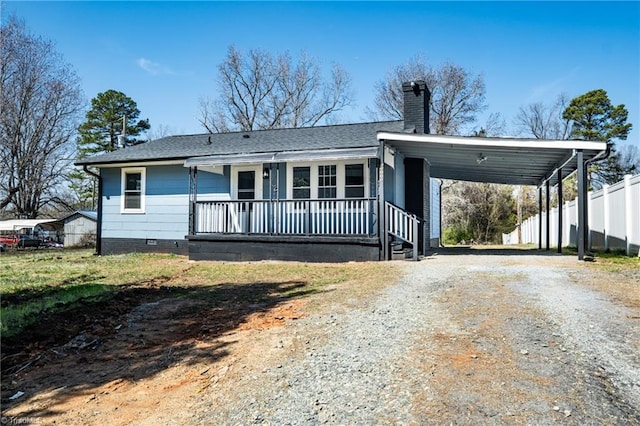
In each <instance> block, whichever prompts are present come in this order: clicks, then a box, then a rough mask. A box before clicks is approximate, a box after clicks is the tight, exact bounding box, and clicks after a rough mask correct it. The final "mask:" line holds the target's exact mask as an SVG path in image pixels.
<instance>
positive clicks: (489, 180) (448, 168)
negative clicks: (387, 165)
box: [377, 132, 609, 260]
mask: <svg viewBox="0 0 640 426" xmlns="http://www.w3.org/2000/svg"><path fill="white" fill-rule="evenodd" d="M377 138H378V140H379V141H381V142H384V143H386V144H387V145H389V146H391V147H393V148H394V149H396V150H398V151H399V152H401V153H402V154H403V155H404V156H405V157H411V158H423V159H425V160H426V161H427V163H428V164H429V169H430V176H431V177H435V178H442V179H454V180H463V181H469V182H486V183H500V184H507V185H532V186H536V187H537V188H538V209H539V210H540V213H542V196H543V194H542V192H543V188H544V190H545V196H546V206H547V209H546V217H547V220H546V225H547V226H546V229H545V230H544V232H546V236H547V238H546V242H547V243H546V249H547V250H548V249H549V240H550V239H549V226H548V224H549V214H550V213H549V207H548V206H549V199H550V191H549V189H550V187H551V186H555V185H557V186H558V199H559V203H560V204H561V203H562V179H564V178H565V177H567V176H569V174H571V173H573V172H575V171H577V178H578V202H577V203H578V229H577V249H578V259H580V260H583V259H584V256H585V251H586V241H587V238H586V236H587V235H588V234H587V233H588V229H587V228H588V225H587V224H588V220H587V217H588V204H587V191H588V188H587V186H588V185H587V175H586V170H587V166H588V164H589V163H590V162H592V161H595V160H599V159H603V158H606V156H607V155H608V153H609V150H608V146H607V143H606V142H594V141H582V140H541V139H520V138H481V137H465V136H442V135H430V134H418V133H395V132H378V134H377ZM558 223H559V224H560V226H559V231H558V252H561V250H562V232H561V229H562V209H558ZM538 232H539V235H540V237H542V233H543V225H542V221H540V226H539V230H538ZM539 241H540V242H539V248H540V249H542V238H539Z"/></svg>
- - - -
WHAT IS NEEDED
Copy the text of every record above word for word, leaving out the pictures.

RESPONSE AREA
In each <instance> block, whichever prompts are present come in this order: clicks, then a box, then a rough mask. A box before clicks is approximate, a box after clicks is the tight, exact bounding box, and clicks after a rough mask correct it. The final "mask:" line holds the target's exact mask as an SVG path in image pixels.
<instance>
positive clicks: (489, 180) (448, 168)
negative clicks: (387, 165)
box: [377, 132, 609, 260]
mask: <svg viewBox="0 0 640 426" xmlns="http://www.w3.org/2000/svg"><path fill="white" fill-rule="evenodd" d="M377 138H378V140H379V141H381V142H384V143H386V144H387V145H389V146H391V147H393V148H394V149H396V150H398V151H399V152H401V153H402V154H403V155H404V156H405V157H411V158H423V159H425V160H426V161H427V163H428V164H429V169H430V176H431V177H435V178H442V179H454V180H463V181H469V182H486V183H500V184H507V185H532V186H536V187H537V188H538V209H539V210H540V213H542V196H543V194H542V192H543V188H544V190H545V196H546V206H547V209H546V217H547V220H546V225H547V226H546V229H545V230H544V232H546V236H547V238H546V242H547V243H546V249H547V250H548V249H549V240H550V239H549V226H548V224H549V214H550V213H549V207H548V206H549V199H550V191H549V189H550V187H551V186H555V185H557V186H558V199H559V203H560V204H561V203H562V179H564V178H565V177H567V176H569V174H571V173H573V172H575V171H577V178H578V202H577V203H578V229H577V249H578V259H580V260H583V259H584V256H585V251H586V241H587V238H586V236H587V235H588V234H587V233H588V229H587V228H588V225H587V224H588V220H587V217H588V204H587V191H588V188H587V186H588V185H587V175H586V170H587V166H588V164H589V163H590V162H592V161H595V160H599V159H603V158H606V156H607V155H608V153H609V150H608V146H607V143H606V142H594V141H582V140H541V139H520V138H481V137H465V136H442V135H430V134H418V133H395V132H378V134H377ZM558 223H559V224H560V226H559V231H558V252H561V250H562V232H561V229H562V209H558ZM538 232H539V235H540V237H542V233H543V225H542V221H540V226H539V230H538ZM539 241H540V242H539V248H540V249H542V238H539Z"/></svg>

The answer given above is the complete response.